_PROBLEM DESCRIPTION_
Everything from the line containing "Exercise. Spot the pump" down to the last line of the entries below must be transcribed exactly, and nothing else.

[start of INFORMATION SUPPLIED]

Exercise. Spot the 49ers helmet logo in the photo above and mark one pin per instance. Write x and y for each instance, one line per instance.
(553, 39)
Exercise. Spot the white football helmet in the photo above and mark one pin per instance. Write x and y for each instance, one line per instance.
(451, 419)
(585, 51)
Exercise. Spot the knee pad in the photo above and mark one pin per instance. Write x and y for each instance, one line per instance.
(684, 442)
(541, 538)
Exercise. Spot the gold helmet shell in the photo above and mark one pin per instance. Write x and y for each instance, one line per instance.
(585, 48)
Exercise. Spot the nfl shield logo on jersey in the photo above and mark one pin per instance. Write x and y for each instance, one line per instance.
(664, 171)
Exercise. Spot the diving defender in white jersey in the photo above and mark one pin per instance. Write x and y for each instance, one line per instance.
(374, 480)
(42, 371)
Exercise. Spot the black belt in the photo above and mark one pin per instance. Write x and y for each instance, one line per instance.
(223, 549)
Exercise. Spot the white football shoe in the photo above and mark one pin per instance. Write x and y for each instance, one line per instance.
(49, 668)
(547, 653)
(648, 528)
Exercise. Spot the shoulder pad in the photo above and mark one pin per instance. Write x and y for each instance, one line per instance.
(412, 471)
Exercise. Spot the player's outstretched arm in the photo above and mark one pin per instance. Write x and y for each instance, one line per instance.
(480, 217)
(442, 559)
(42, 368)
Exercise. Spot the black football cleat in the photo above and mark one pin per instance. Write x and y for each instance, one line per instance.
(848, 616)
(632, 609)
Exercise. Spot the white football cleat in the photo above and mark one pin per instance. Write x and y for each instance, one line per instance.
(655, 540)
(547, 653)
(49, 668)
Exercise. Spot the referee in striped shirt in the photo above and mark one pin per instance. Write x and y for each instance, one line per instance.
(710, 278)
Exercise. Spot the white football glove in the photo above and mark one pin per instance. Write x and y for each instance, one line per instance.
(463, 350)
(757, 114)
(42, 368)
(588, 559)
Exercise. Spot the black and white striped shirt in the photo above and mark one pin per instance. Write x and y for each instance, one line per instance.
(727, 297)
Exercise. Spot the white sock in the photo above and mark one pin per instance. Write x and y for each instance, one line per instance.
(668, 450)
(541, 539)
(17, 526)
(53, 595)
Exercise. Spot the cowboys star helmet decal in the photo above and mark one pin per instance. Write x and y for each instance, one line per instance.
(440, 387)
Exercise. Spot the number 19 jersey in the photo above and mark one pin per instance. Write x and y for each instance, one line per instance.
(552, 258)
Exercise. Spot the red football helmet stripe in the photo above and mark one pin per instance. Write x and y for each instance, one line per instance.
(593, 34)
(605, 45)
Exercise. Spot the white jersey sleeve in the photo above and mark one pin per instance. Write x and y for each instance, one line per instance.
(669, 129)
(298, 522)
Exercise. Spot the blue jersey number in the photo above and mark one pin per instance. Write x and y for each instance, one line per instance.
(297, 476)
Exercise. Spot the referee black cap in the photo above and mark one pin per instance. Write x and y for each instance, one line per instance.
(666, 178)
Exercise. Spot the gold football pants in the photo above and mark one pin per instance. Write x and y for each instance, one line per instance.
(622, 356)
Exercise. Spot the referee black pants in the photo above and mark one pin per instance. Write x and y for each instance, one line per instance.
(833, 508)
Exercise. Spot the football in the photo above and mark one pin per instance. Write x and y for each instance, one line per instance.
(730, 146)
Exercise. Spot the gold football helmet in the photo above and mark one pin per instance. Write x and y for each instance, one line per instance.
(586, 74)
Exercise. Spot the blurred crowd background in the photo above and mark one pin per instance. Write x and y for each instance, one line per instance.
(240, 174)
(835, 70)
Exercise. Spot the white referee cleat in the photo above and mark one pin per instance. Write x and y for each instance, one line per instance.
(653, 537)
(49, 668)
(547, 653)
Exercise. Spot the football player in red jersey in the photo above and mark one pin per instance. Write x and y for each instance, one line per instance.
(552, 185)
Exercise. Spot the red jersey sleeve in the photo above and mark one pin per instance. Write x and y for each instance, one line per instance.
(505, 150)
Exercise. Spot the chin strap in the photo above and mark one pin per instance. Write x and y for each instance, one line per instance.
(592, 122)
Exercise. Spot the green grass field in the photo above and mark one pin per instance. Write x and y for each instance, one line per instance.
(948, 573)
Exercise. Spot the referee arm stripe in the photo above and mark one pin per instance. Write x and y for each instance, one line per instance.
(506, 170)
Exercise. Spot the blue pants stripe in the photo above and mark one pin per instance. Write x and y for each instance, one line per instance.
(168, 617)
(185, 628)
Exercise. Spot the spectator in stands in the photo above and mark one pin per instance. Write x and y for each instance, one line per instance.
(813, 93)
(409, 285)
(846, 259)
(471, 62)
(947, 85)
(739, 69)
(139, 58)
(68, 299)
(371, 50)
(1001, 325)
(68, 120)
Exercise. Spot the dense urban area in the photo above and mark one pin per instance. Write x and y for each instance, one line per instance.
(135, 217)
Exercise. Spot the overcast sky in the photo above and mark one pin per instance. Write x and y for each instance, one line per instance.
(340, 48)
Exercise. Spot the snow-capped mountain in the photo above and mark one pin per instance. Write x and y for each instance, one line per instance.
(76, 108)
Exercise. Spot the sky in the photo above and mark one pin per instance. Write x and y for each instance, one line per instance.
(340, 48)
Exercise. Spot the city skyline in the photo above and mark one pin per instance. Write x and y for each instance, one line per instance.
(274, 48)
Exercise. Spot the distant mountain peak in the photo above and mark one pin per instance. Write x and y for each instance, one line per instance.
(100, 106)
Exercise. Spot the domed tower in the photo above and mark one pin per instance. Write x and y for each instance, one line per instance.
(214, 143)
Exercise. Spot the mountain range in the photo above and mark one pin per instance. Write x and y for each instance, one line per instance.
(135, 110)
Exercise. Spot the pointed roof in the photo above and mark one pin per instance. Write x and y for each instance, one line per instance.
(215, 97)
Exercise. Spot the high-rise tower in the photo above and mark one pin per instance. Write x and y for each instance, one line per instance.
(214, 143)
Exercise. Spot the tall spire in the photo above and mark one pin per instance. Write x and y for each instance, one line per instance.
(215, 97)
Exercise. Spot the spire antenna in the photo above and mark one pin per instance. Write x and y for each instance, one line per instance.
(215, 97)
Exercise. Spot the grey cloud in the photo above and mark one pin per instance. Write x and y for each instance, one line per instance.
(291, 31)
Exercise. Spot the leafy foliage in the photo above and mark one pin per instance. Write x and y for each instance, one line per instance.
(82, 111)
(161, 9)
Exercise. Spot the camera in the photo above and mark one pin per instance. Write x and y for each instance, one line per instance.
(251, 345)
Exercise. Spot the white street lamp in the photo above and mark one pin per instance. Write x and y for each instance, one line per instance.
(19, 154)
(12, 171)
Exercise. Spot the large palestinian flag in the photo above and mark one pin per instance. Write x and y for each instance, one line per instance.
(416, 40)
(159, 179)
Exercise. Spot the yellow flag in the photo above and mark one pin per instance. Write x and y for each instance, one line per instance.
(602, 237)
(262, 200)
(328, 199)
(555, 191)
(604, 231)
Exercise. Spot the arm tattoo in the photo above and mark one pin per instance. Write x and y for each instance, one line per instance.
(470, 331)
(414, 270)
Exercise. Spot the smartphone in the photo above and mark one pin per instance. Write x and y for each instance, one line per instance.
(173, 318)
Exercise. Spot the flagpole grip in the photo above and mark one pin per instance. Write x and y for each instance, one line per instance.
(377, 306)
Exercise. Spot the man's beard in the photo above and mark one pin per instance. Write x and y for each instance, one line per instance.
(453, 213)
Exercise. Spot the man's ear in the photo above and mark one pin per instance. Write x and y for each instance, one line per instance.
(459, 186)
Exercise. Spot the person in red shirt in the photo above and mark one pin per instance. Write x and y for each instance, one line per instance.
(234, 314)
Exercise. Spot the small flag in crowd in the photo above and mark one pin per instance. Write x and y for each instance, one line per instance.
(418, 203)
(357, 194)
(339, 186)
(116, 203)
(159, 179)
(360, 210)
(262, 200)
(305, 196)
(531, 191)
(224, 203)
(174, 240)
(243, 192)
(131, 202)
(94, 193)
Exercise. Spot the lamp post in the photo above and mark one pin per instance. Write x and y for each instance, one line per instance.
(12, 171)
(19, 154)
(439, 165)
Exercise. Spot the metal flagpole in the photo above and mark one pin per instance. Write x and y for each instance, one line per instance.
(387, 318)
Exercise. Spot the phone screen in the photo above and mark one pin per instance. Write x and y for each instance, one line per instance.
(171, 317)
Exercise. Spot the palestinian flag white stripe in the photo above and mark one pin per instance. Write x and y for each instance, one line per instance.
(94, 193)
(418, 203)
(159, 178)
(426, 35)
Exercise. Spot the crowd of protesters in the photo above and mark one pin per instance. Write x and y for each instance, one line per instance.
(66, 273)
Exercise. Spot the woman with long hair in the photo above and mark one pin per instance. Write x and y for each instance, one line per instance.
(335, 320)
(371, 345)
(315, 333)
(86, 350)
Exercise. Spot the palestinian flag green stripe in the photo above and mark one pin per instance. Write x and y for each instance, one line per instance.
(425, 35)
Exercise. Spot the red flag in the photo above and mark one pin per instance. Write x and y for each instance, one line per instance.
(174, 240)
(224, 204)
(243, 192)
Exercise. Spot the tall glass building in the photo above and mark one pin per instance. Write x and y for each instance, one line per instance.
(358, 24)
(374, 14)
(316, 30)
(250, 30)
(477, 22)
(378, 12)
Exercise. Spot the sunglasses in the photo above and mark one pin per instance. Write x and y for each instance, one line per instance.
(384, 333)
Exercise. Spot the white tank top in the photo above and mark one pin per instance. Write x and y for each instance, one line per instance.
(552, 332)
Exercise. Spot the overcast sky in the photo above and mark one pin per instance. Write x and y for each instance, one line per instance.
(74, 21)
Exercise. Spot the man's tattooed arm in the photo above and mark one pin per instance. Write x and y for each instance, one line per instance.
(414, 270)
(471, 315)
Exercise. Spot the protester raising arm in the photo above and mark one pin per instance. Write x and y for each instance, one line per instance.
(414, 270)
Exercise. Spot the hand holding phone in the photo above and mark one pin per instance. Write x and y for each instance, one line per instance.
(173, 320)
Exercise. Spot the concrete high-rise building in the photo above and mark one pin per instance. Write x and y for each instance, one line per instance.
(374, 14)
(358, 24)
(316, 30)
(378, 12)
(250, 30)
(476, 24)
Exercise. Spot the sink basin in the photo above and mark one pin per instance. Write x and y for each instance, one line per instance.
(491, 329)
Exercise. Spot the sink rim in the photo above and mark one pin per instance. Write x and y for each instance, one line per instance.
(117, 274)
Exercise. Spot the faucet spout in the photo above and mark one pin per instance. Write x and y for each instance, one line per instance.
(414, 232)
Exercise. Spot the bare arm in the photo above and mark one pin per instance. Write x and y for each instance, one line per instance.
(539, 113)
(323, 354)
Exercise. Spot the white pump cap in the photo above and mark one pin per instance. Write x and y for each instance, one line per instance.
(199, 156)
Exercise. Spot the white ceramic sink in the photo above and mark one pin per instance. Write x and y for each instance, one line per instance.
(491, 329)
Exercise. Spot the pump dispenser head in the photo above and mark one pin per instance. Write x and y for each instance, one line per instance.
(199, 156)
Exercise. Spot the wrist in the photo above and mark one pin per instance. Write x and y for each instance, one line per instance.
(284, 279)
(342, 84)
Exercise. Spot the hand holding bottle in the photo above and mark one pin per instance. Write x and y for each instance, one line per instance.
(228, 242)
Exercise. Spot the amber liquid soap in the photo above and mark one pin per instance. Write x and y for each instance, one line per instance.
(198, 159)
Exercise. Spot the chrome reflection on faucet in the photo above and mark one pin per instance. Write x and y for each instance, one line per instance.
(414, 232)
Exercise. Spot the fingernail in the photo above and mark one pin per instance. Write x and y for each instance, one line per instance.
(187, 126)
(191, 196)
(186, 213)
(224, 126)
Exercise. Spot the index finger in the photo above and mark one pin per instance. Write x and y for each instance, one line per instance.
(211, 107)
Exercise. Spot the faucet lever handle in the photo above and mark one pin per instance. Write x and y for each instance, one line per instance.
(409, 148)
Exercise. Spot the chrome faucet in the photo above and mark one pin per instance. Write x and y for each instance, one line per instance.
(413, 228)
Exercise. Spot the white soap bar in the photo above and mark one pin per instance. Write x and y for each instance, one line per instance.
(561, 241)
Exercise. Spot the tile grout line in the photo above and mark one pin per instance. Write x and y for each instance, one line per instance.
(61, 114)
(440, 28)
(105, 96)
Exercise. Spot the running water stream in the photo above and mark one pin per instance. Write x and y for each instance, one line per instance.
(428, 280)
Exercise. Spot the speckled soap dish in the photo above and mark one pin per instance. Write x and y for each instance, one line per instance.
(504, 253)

[end of INFORMATION SUPPLIED]

_CORRECT RESPONSE_
Exercise. Spot the pump dispenser head in the photo above and mark one pin per instance. Write x and y for each instance, one line per instance.
(199, 156)
Exercise. Spot the wrist in the photo above and mark one pin per instance. Write x and y for each instance, one line per instance.
(284, 279)
(342, 84)
Exercise. Spot the hand holding bottle in the photo above and mark one pin per instance. Write x and y for each instance, one line per instance.
(228, 242)
Exercise. Spot the amber liquid soap in the photo above and mark one pin per instance. Write x and y for each instance, one line per instance.
(198, 159)
Exercise. Spot the chrome reflection on faucet in the photo above and mark one pin per instance. Write x and y for each instance, one line per instance.
(414, 232)
Exercise. Spot the fingernail in the photo above and mark one pin per instance. Write x and y for each instance, one line per instance.
(187, 126)
(191, 196)
(186, 213)
(224, 126)
Exercise. Spot the index finger in the photo above and mark one pin per instance. Write x and y for each instance, one line per instance.
(211, 107)
Exercise. Spot the faucet lever handle in the photo above and mark one pin per instance. Write x and y for each instance, one line per instance.
(409, 148)
Exercise. Spot the chrome faucet in the photo above and mark one pin per instance. Write x and y for each instance, one line per instance.
(413, 228)
Exercise. Spot the white soap bar in the photo above and mark one pin per instance. Write x and y for each instance, one line per instance.
(561, 241)
Exercise. Spot the tile grout line in the photo above and mark one pin per instance. Write x and y for each instance, one line per instance.
(61, 114)
(440, 28)
(105, 96)
Exercise. Spot the running water stream in the photo above and mark one pin per instance. Write x and y for each instance, one line per instance.
(428, 280)
Exercise. Spot the speckled soap dish in the photo above and mark one pin per instance. Write x and y for each instance, one line per instance.
(504, 253)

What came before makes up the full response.